***** Task data

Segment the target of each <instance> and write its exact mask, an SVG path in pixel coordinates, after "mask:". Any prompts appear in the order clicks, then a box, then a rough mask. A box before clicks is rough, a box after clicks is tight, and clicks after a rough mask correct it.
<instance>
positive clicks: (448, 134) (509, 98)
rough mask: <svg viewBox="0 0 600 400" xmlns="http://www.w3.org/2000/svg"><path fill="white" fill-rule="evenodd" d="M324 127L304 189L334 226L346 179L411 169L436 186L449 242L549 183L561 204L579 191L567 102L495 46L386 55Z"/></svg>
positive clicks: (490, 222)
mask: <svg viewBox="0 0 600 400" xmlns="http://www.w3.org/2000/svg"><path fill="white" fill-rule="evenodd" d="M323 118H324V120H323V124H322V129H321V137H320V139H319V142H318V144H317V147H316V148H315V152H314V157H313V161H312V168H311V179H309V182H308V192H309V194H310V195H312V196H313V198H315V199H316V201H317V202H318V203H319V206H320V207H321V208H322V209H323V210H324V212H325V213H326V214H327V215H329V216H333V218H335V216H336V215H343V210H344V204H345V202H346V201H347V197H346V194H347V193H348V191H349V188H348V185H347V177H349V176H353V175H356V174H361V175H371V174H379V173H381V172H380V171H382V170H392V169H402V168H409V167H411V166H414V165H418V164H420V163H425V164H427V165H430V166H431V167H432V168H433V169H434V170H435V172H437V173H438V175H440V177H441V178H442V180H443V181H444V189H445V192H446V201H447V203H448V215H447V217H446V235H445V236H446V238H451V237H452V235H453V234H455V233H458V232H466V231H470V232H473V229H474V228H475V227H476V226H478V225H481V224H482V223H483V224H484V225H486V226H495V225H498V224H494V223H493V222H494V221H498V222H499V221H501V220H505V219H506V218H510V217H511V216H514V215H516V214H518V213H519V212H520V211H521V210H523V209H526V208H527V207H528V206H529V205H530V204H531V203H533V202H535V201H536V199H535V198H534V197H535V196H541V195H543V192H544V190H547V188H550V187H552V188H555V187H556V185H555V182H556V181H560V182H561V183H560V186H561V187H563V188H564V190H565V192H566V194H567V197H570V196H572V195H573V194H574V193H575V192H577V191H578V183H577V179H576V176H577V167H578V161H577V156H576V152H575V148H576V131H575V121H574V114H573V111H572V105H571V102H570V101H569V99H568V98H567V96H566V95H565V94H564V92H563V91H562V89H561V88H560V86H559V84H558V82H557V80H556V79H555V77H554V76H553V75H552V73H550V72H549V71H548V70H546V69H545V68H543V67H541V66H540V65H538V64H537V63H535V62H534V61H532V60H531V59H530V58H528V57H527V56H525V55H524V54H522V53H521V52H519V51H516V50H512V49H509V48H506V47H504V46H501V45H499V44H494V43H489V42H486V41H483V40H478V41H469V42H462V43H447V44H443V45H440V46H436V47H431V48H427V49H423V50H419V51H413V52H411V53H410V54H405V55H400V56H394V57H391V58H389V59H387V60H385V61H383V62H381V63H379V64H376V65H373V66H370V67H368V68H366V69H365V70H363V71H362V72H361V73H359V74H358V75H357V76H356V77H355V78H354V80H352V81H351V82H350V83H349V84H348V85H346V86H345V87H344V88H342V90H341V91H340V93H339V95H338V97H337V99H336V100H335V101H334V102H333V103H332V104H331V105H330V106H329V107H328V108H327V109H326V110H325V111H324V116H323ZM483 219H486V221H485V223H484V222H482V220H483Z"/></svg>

**********

**Work task**
Report every line of the records above that contains the word "positive", copying each such line in full.

**Your solution**
positive clicks: (448, 134) (509, 98)
positive clicks: (490, 222)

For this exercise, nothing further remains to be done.